» WHAT IS NEEDED
Starting with the line that contains "Please put a point on the thumb" and going on through the end of the listing, write out those lines again, requests included. Scale every point coordinate by 1.5 and round each to a whole number, with halves rounded up.

» Records in a dataset
****************************************

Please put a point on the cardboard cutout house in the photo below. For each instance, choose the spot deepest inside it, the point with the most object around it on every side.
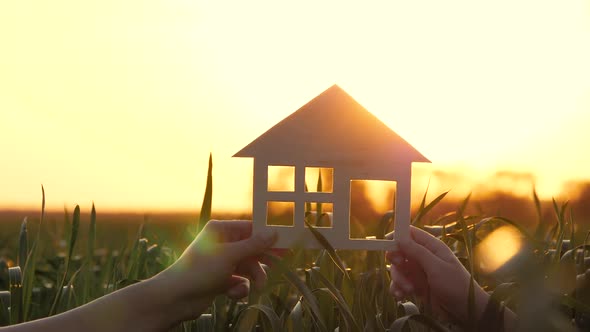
(332, 132)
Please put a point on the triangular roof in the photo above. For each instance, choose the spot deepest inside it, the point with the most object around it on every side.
(332, 127)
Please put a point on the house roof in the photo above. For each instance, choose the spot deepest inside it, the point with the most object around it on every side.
(332, 127)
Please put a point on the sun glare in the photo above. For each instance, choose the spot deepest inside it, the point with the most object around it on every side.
(141, 93)
(498, 248)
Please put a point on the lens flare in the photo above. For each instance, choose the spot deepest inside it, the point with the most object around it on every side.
(498, 248)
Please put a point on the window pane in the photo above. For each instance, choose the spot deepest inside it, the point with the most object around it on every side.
(319, 214)
(280, 213)
(319, 179)
(281, 178)
(370, 201)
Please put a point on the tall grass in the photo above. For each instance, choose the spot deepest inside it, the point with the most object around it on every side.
(314, 290)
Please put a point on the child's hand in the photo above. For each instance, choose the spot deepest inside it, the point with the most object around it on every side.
(217, 262)
(424, 266)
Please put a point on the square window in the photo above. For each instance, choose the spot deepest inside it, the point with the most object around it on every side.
(280, 213)
(319, 179)
(319, 214)
(281, 178)
(371, 206)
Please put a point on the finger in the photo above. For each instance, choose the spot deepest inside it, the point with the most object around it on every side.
(395, 257)
(430, 242)
(396, 291)
(240, 288)
(230, 230)
(420, 255)
(400, 280)
(250, 247)
(254, 270)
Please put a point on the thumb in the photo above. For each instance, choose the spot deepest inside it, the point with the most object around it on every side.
(252, 246)
(421, 255)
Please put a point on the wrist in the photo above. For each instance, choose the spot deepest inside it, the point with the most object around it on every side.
(176, 302)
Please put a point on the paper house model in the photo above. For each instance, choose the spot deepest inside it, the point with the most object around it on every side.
(331, 132)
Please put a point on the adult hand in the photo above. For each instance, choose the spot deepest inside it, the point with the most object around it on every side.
(219, 261)
(424, 266)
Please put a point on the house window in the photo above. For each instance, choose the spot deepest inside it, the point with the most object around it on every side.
(319, 179)
(319, 214)
(280, 213)
(372, 206)
(281, 178)
(310, 198)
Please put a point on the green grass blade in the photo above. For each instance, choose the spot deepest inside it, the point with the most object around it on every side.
(403, 324)
(308, 297)
(71, 245)
(339, 300)
(23, 247)
(16, 295)
(4, 305)
(328, 247)
(423, 210)
(88, 279)
(29, 279)
(205, 213)
(270, 323)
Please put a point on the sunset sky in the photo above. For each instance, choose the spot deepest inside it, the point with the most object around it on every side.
(121, 102)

****************************************

» COMPLETED TASK
Please put a point on the thumb in the photo above. For each instance, choose the spot deepest inside it, the point with the most object around it on every side.
(378, 369)
(632, 383)
Please put a point on the wrist in the photo above. For each instance, choose the spot deepest inside it, the point with the most object around it on every side.
(264, 453)
Please put a point on the paper house model in the photo above. For each instance, choose the spot deepest inside it, the point with the most object around it on every side.
(497, 198)
Please put a point on the adult hand in the photo above. For each instance, choose the spot deepest inside it, the point with the most object around it on every side.
(329, 392)
(636, 399)
Please put a point on the house window in the photo above. For each instance, choose the spot deepest inside it, the point with the most object around it on every side.
(479, 269)
(479, 321)
(420, 320)
(558, 309)
(422, 267)
(465, 297)
Please put a point on the green grass blade in the photo above. For each instance, choose the spot deepest inside it, the point with the most object around it on every side.
(605, 486)
(462, 446)
(107, 368)
(509, 450)
(35, 371)
(24, 443)
(6, 458)
(492, 371)
(635, 315)
(132, 419)
(44, 419)
(308, 320)
(405, 485)
Please put a point on the sunset sky in the photo above. For each instance, choose the spot deepest inside it, the point with the most object around it on every side.
(182, 153)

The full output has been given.